:: REQUIRED WORK ::
Rewrite every line from the one containing "on the dark" down to the end of the items below, adding 52 to each coordinate value in the answers.

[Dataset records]
• • • • •

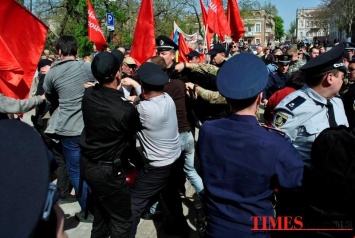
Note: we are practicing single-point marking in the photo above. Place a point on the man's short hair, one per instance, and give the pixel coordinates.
(67, 45)
(158, 60)
(315, 80)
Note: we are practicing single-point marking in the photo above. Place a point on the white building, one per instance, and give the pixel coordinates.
(306, 25)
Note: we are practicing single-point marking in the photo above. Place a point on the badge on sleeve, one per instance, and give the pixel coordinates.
(280, 119)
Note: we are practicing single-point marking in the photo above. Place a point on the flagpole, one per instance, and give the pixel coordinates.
(205, 38)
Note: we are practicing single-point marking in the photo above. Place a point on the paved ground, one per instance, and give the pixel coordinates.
(146, 228)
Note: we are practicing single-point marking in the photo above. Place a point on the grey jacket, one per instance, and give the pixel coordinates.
(11, 105)
(64, 83)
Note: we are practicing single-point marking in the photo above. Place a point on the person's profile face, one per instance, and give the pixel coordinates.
(168, 56)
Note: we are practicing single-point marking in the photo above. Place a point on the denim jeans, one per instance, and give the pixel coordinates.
(72, 155)
(188, 152)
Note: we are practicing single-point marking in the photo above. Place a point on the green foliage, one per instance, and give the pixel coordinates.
(279, 28)
(291, 30)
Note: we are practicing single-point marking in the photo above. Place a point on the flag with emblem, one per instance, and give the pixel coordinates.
(235, 21)
(217, 20)
(94, 29)
(143, 45)
(280, 119)
(22, 39)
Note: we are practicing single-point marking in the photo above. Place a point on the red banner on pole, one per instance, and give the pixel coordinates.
(217, 19)
(235, 21)
(143, 46)
(22, 39)
(94, 29)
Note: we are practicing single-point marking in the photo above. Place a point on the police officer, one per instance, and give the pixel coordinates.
(349, 97)
(239, 157)
(166, 48)
(277, 80)
(110, 121)
(306, 112)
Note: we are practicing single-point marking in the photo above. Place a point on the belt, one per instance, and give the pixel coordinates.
(106, 163)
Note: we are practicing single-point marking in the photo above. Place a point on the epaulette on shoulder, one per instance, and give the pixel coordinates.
(274, 130)
(295, 103)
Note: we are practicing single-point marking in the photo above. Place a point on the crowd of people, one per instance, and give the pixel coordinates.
(91, 111)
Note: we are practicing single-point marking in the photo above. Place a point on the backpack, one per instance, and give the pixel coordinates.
(330, 183)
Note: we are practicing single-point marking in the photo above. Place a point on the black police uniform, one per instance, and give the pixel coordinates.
(109, 123)
(239, 158)
(277, 80)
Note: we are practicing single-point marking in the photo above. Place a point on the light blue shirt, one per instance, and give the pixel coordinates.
(302, 115)
(160, 137)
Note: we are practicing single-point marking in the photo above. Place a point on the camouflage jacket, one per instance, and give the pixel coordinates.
(213, 97)
(205, 68)
(295, 66)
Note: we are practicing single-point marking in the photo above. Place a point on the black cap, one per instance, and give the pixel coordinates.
(346, 55)
(43, 63)
(242, 76)
(119, 55)
(217, 48)
(24, 178)
(105, 66)
(349, 46)
(193, 53)
(165, 43)
(152, 74)
(332, 59)
(284, 59)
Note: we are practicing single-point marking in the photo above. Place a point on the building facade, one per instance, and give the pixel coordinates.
(306, 25)
(259, 28)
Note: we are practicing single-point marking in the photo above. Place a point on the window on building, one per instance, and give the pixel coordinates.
(257, 27)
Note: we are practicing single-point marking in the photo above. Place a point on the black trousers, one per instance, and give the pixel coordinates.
(110, 193)
(63, 182)
(152, 181)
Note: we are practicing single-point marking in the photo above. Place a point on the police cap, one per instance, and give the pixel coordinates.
(242, 76)
(164, 43)
(152, 74)
(284, 59)
(193, 53)
(332, 59)
(349, 46)
(105, 65)
(217, 48)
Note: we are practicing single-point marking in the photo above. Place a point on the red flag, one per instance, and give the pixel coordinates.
(22, 38)
(143, 46)
(184, 49)
(204, 13)
(217, 19)
(94, 29)
(235, 21)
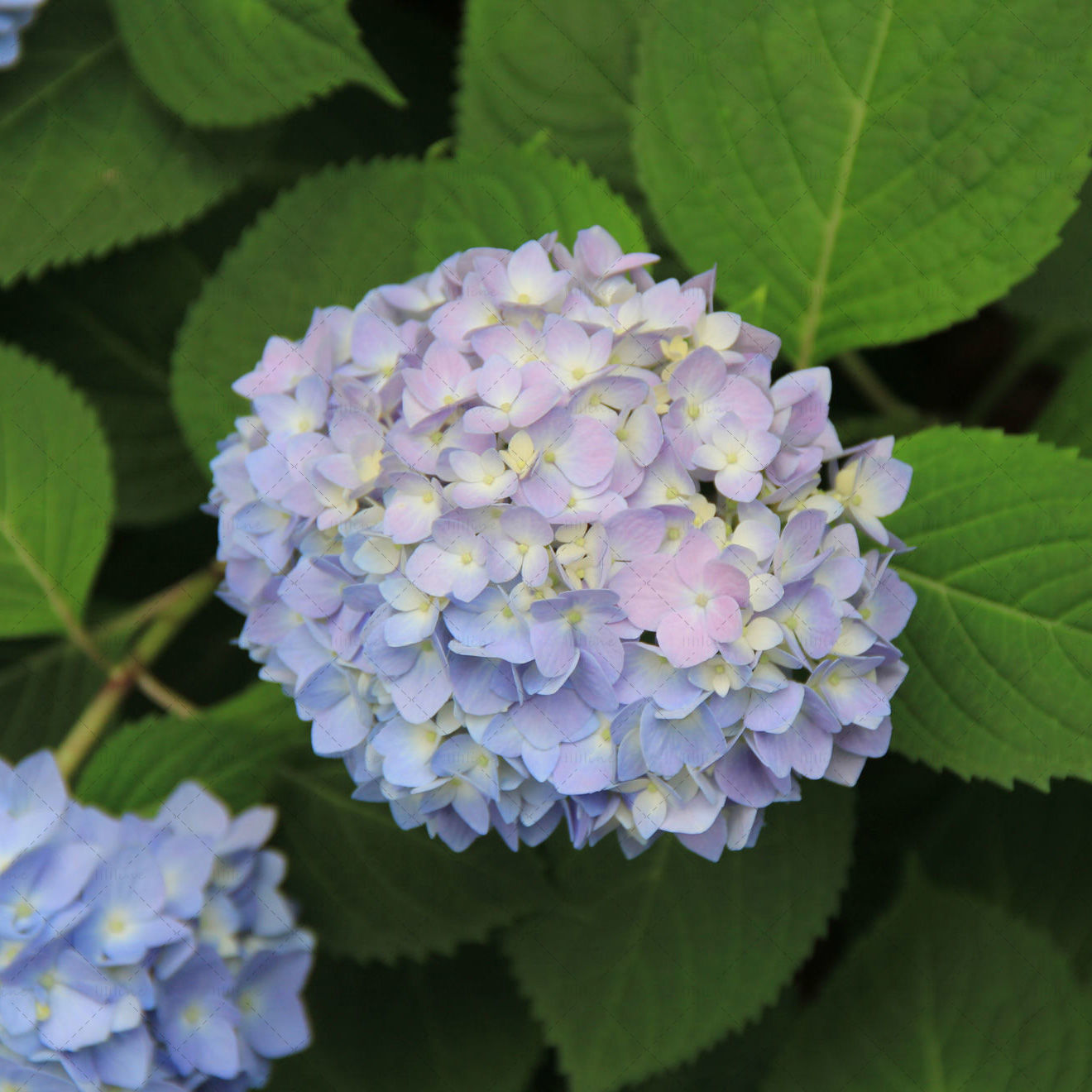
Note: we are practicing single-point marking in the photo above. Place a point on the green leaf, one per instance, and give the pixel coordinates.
(512, 195)
(375, 891)
(110, 328)
(1016, 849)
(565, 67)
(327, 242)
(350, 229)
(1067, 419)
(43, 693)
(234, 750)
(946, 993)
(738, 1063)
(1057, 293)
(999, 645)
(235, 62)
(889, 168)
(638, 965)
(91, 162)
(55, 497)
(446, 1026)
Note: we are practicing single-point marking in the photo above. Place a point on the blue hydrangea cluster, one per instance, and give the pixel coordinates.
(14, 16)
(141, 954)
(534, 538)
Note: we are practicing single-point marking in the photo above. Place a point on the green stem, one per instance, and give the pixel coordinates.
(872, 386)
(170, 611)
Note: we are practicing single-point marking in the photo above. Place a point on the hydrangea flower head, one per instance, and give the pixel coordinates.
(142, 954)
(534, 539)
(14, 16)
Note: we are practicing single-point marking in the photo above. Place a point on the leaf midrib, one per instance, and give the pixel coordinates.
(992, 604)
(859, 112)
(58, 83)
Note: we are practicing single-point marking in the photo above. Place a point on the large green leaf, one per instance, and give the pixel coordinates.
(999, 645)
(889, 168)
(946, 993)
(91, 162)
(1058, 293)
(446, 1026)
(110, 327)
(350, 229)
(509, 197)
(43, 693)
(234, 62)
(560, 65)
(327, 242)
(1017, 849)
(234, 750)
(637, 965)
(375, 891)
(1067, 419)
(55, 497)
(738, 1063)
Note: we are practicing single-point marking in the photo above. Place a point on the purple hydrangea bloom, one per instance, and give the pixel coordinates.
(14, 16)
(534, 539)
(142, 954)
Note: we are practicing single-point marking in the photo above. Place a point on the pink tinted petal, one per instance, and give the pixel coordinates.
(748, 402)
(485, 419)
(637, 532)
(587, 451)
(498, 381)
(433, 570)
(699, 377)
(692, 556)
(526, 525)
(682, 637)
(883, 484)
(644, 435)
(758, 450)
(534, 401)
(723, 620)
(647, 590)
(736, 483)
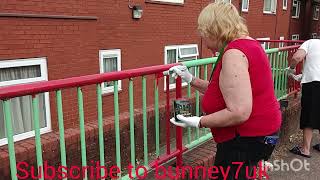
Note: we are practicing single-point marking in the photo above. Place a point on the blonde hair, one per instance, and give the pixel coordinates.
(221, 21)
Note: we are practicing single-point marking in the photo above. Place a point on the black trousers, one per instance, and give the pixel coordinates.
(310, 103)
(244, 151)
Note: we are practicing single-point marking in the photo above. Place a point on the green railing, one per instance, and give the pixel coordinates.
(192, 137)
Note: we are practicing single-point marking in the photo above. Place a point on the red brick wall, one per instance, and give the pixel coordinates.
(266, 25)
(315, 24)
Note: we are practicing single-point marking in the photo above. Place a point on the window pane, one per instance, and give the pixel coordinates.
(188, 51)
(110, 64)
(22, 115)
(171, 58)
(16, 73)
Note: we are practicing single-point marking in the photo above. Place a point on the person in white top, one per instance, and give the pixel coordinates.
(309, 53)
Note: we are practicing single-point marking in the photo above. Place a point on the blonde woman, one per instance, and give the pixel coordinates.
(239, 101)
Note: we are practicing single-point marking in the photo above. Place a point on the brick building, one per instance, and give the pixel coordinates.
(49, 40)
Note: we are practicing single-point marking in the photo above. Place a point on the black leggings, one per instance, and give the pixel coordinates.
(241, 156)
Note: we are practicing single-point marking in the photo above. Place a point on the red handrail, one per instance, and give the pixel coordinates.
(282, 41)
(52, 85)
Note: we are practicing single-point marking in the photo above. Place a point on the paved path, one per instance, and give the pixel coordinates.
(312, 174)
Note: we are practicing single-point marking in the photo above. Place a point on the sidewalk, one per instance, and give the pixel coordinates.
(313, 174)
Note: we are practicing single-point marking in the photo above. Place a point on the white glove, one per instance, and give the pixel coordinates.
(291, 71)
(296, 77)
(186, 121)
(181, 71)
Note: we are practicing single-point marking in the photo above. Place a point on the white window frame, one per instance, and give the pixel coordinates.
(245, 9)
(265, 44)
(284, 4)
(316, 9)
(314, 35)
(170, 1)
(281, 44)
(272, 11)
(296, 3)
(110, 53)
(178, 55)
(44, 77)
(295, 37)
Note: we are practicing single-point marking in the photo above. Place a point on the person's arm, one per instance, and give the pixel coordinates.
(236, 89)
(199, 84)
(299, 55)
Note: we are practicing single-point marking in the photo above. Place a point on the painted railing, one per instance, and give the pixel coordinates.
(184, 140)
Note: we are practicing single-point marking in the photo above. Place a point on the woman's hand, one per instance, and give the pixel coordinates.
(181, 71)
(186, 121)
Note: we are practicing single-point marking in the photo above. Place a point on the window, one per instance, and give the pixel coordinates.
(180, 53)
(314, 36)
(265, 45)
(170, 1)
(295, 8)
(281, 44)
(21, 71)
(284, 4)
(110, 61)
(245, 5)
(295, 37)
(316, 13)
(270, 6)
(227, 1)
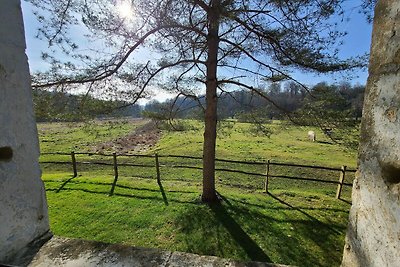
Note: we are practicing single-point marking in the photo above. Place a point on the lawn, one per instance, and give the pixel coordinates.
(299, 223)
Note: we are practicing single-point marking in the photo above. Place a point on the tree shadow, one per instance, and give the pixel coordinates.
(253, 251)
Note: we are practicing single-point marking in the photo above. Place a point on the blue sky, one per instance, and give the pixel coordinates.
(357, 42)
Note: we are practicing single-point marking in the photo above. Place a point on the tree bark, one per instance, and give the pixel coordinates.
(210, 132)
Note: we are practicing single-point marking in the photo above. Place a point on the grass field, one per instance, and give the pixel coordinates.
(299, 223)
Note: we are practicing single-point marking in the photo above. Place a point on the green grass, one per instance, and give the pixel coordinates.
(299, 223)
(290, 227)
(67, 137)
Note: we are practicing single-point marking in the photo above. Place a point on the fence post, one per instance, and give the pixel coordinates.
(158, 169)
(267, 178)
(341, 180)
(74, 164)
(115, 173)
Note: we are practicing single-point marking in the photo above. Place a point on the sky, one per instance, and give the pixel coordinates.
(357, 42)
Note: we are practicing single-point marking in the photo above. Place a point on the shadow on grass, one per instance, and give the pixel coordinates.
(253, 251)
(163, 194)
(65, 183)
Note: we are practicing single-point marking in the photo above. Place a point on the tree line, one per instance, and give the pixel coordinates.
(332, 102)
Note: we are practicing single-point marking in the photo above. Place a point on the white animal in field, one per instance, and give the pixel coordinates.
(311, 136)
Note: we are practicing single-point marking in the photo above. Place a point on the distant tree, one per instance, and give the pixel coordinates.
(212, 44)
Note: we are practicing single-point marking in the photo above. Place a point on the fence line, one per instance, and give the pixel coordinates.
(341, 182)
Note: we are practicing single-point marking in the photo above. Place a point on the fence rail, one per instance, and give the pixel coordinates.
(157, 165)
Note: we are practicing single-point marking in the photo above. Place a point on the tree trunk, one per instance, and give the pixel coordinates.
(210, 132)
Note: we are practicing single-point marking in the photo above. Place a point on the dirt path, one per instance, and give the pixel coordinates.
(143, 138)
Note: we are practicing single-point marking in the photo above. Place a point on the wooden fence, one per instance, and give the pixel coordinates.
(267, 175)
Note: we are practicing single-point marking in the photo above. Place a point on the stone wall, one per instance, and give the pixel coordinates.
(373, 237)
(23, 208)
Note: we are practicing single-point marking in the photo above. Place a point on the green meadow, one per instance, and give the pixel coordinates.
(298, 222)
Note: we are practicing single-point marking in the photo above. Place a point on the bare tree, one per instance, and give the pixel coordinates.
(218, 45)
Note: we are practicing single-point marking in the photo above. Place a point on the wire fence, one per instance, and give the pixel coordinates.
(167, 162)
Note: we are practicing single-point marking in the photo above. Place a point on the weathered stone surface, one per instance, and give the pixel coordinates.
(72, 252)
(373, 237)
(23, 209)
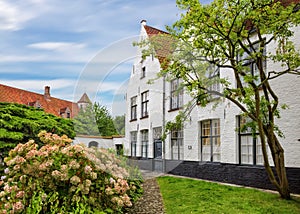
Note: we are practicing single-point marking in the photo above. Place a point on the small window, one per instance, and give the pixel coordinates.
(145, 139)
(210, 140)
(143, 74)
(250, 151)
(176, 97)
(145, 101)
(133, 141)
(214, 81)
(177, 144)
(133, 104)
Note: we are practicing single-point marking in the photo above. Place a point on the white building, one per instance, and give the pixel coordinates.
(209, 135)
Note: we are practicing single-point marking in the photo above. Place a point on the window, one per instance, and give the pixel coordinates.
(250, 65)
(133, 140)
(143, 74)
(210, 140)
(214, 80)
(176, 98)
(133, 105)
(177, 144)
(250, 151)
(144, 136)
(157, 133)
(145, 100)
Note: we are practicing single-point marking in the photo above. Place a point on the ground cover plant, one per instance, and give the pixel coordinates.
(63, 178)
(181, 195)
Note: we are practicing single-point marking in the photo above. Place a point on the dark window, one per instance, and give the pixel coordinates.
(250, 151)
(93, 144)
(176, 97)
(144, 137)
(177, 144)
(133, 105)
(214, 81)
(143, 74)
(133, 141)
(145, 100)
(210, 140)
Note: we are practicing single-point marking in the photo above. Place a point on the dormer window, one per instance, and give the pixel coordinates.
(65, 112)
(35, 104)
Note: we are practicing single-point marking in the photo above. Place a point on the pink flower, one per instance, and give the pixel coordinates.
(75, 180)
(74, 164)
(20, 194)
(18, 206)
(87, 169)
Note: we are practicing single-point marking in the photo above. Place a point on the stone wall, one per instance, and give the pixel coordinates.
(252, 176)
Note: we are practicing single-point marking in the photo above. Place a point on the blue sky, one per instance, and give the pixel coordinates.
(75, 46)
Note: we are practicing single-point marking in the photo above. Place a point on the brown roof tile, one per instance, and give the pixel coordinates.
(52, 105)
(162, 43)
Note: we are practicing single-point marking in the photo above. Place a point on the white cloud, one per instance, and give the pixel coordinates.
(14, 15)
(60, 46)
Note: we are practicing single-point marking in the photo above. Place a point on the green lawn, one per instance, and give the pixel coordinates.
(183, 195)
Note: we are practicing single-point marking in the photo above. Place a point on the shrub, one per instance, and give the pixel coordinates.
(64, 178)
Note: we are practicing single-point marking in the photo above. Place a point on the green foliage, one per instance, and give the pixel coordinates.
(119, 122)
(181, 195)
(104, 121)
(233, 36)
(64, 178)
(85, 122)
(20, 123)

• • • • •

:: ANSWER FOR THIS EXERCISE ::
Note: we are practicing single-point marking in the photo above. Place a point on the dark window, one per instance, and give the pixel coordinates.
(302, 203)
(145, 196)
(228, 149)
(196, 189)
(229, 196)
(185, 157)
(266, 133)
(195, 126)
(185, 193)
(197, 152)
(262, 192)
Note: we are practicing single-point marking in the photo above. Place a point on the dormer window, one per instance, and give the pixel coordinates.
(117, 164)
(87, 156)
Note: we are practicing single-point marking in the photo above. Place a point on the pink flower, one per instance, and give the pixel coordinates.
(127, 232)
(126, 216)
(72, 246)
(70, 258)
(139, 221)
Note: we are practicing single-point marking in the photo above. Place a point on the stone wall, one per instance, and give the pixel coordinates.
(304, 228)
Note: we are practicing single-point marking in the photo above. Place a point on the blue sky, one per instance, and give the pixel coordinates.
(127, 98)
Note: we are practicing single-point marking in the photo above. Place a point on the brown roof tile, one per instance, and give the pixel coordinates.
(104, 157)
(214, 95)
Note: we are practicing single-point marking in the photo above. Place a point on the white cloud, one per instance, and give the pixel coordinates.
(66, 67)
(112, 98)
Note: we are practicing single-point marking in the photo above. Place a point on the green lawn, one per instance, and give the pixel coordinates.
(235, 247)
Note: we are practicing single-point marking in the photo above. Place a point on the shrub, one per instance, and give the pixel coordinates.
(116, 230)
Note: we are practicing single-point marking in the photo above. Place a point on the green foliage, one per instance, and give the pixel coordinates.
(171, 174)
(233, 247)
(156, 173)
(285, 88)
(116, 230)
(137, 174)
(72, 175)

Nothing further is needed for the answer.